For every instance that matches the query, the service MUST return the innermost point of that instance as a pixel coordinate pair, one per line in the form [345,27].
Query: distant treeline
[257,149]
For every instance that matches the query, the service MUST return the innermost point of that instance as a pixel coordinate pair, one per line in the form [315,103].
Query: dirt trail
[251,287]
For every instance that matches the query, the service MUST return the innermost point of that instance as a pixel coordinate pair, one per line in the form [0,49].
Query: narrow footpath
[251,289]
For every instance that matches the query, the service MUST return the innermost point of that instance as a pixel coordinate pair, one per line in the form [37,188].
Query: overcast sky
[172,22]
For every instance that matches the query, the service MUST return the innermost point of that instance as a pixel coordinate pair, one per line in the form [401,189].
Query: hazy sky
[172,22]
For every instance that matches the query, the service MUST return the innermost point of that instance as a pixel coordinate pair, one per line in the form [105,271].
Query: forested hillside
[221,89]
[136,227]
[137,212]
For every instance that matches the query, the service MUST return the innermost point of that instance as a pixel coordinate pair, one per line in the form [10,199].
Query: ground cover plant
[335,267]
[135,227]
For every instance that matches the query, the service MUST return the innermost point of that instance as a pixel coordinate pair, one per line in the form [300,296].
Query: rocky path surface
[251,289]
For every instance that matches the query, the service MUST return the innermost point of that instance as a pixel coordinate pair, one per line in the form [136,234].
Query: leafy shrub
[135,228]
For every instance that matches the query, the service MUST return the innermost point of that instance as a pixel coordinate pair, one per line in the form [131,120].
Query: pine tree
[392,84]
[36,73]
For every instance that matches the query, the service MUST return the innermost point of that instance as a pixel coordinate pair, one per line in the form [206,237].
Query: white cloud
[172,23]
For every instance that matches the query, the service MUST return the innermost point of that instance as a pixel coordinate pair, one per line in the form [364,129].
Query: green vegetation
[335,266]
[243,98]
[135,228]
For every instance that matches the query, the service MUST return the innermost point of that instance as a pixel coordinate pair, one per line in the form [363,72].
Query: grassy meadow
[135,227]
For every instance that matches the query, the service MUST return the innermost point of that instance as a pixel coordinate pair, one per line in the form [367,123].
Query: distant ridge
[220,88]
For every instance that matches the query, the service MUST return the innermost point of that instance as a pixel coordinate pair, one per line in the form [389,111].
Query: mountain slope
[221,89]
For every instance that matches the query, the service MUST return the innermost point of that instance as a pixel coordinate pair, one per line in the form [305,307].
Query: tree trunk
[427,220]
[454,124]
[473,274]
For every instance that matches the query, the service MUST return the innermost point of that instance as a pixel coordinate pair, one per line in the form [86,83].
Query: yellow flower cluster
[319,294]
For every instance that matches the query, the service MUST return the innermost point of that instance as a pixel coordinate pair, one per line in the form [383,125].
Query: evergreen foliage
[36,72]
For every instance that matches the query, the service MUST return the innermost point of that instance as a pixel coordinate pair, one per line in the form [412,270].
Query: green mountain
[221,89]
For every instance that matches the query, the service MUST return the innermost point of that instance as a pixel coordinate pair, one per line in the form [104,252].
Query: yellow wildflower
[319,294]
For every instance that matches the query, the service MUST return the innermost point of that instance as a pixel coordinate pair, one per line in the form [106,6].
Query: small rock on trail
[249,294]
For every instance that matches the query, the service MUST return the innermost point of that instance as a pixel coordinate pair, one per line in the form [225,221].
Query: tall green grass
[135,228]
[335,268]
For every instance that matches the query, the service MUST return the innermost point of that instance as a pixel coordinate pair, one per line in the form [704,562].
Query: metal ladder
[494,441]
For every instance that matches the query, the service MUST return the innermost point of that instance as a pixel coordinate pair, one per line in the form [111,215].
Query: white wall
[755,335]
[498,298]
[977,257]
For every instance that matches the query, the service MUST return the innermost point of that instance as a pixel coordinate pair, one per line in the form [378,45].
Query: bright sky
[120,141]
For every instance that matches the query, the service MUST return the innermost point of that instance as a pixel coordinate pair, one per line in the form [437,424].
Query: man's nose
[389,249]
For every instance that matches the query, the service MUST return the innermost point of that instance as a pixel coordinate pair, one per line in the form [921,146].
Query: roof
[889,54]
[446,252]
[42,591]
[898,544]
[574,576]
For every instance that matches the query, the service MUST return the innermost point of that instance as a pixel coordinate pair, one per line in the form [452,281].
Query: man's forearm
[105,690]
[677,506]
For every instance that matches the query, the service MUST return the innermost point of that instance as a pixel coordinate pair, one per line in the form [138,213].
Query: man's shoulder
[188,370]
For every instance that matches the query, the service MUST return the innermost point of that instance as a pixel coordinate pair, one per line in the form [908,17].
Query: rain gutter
=======
## WHAT TO WORK ON
All of the records above are to be repeated exactly.

## RESPONSE AREA
For every instance that matches the query, the service MUST return the innermost point of that instance as a pixel coordinate pair, one per line in the form [345,27].
Query: distant treeline
[257,149]
For every instance that matches the query, the service MUST return the innermost point of that instance as a pixel coordinate pair, one per line in the form [315,103].
Query: dirt trail
[251,287]
For every instance that matches the query, the service MUST return the innermost point of that instance as a pixel coordinate pair, one per line in the form [0,49].
Query: narrow footpath
[251,289]
For every instance that matches the query, the service MUST return the innermost point of that instance as a pixel coordinate pair, one per line in the form [37,188].
Query: overcast sky
[172,22]
For every instance that matches the query, the service MUST return the innermost point of that instance as a pixel coordinate pair, one per line in the form [401,189].
Query: hazy sky
[172,22]
For every instance that matches the query, the service MUST return the innermost point of that instance as a pixel coordinate pair, one per line in the form [105,271].
Query: forested hillside
[221,89]
[136,227]
[137,212]
For every instance that matches the query, the service MUST return the innermost point of that instance as a pixel coordinate pair, one per line in the form [10,199].
Query: ground cover plant
[335,267]
[135,227]
For every instance that matches the query, the service MUST return the innermost point of that instance as a pixel coordinate pair, one per line in the form [300,296].
Query: rocky path surface
[251,289]
For every instance that matches the query, the service MUST return the innermost point of that instance as a pixel coordinate pair, one per line in the form [136,234].
Query: leafy shrub
[135,228]
For every instance that matches the query, the service MUST return the innermost point of that instance as a pixel coordinate pair, one per line in the form [131,120].
Query: pine tree
[392,84]
[36,73]
For every instance that matches the query, the service MUST return the innermost point of that instance as a pixel coordinate pair, one per line in the form [206,237].
Query: white cloud
[172,23]
For every instance that matches the query, the service MUST return the innermost point of that instance as a pixel coordinate pair, one per line in the form [364,129].
Query: green vegetation
[335,266]
[243,98]
[135,228]
For every instance that matches the query, the service MUST return the innermost point of that instance as a pixel coordinate pair, one per line in the form [363,72].
Query: grassy meadow
[135,227]
For every instance that matches the query, the service MUST return the innermost point of that instance as a pixel coordinate pair, one per line in the form [367,123].
Query: distant ridge
[220,88]
For every instance that matches the query, the service MUST return the innermost point of that instance as a pixel coordinate pair, one per line in the form [389,111].
Query: mountain slope
[221,89]
For every instance that matches the query, the service MUST return the innermost point of that instance as a pixel coordinate pair, one per line in the form [305,307].
Query: tree trunk
[427,220]
[454,124]
[473,274]
For every instance that matches the query, the service MUST return the innermost point of that instance as a pixel coordinate pair, one per line in the form [86,83].
Query: yellow flower cluster
[319,294]
For every instance that matches the query, the service MUST return the innermost point of that instance as a pixel coordinate pair, one per line in the form [383,125].
Query: evergreen foliage
[36,72]
For every instance that matches the query, the service MUST return the innermost point of that instance as a pixel coordinate pair, one per line in the form [412,270].
Query: green mountain
[221,89]
For every instance that matches the query, the service MUST return the innermost point of that instance as a pixel coordinate pair, one per line in the form [104,252].
Query: yellow wildflower
[319,294]
For every instance that matches the query, the service MUST return the innermost point of that instance as a pixel coordinate pair, one per line in the form [106,6].
Query: small rock on trail
[249,294]
For every instance that matches the query, the service MUST return the innermost point of that instance as a pixel coordinate pair, one per line in the form [225,221].
Query: tall green grass
[135,228]
[335,268]
For every instance that matches the query, the service MUST return the innermost point of that instance as a pixel coordinate pair, one per line in the form [704,562].
Query: metal ladder
[494,441]
For every instance that matches the query, the service MUST return the innermost point of that instance as a pixel coordinate pair, one per line in the form [111,215].
Query: white wall
[755,335]
[498,298]
[977,257]
For every instance that matches the query, the service MUST return the innermost point of that instance as a pixel coordinate pair, one per line in the form [378,45].
Query: bright sky
[120,141]
For every instance that matches the query, the service MUST return the innermost point of that instance as a pixel coordinate pair, one per line in the form [437,424].
Query: man's nose
[389,249]
For every instance that matches the query, the service MUST return the innermost point of that instance as a pixel coordinate pair, one per line in the form [921,146].
Query: roof
[889,54]
[446,252]
[42,591]
[898,544]
[574,576]
For every instance that matches the query, the service MUST return the innermost point of that instance as a pixel coordinate pair, one per line in the form [452,281].
Query: man's forearm
[105,690]
[677,506]
For every instance that matches the query, the service MUST return the innermost point of that instance as a pixel coordinate pair, one per line in the form [138,213].
Query: man's shoulder
[188,370]
For every instance that matches the query, the service MUST return the innermost point of that instance as a pixel coordinate pair, one per line in the form [908,17].
Query: rain gutter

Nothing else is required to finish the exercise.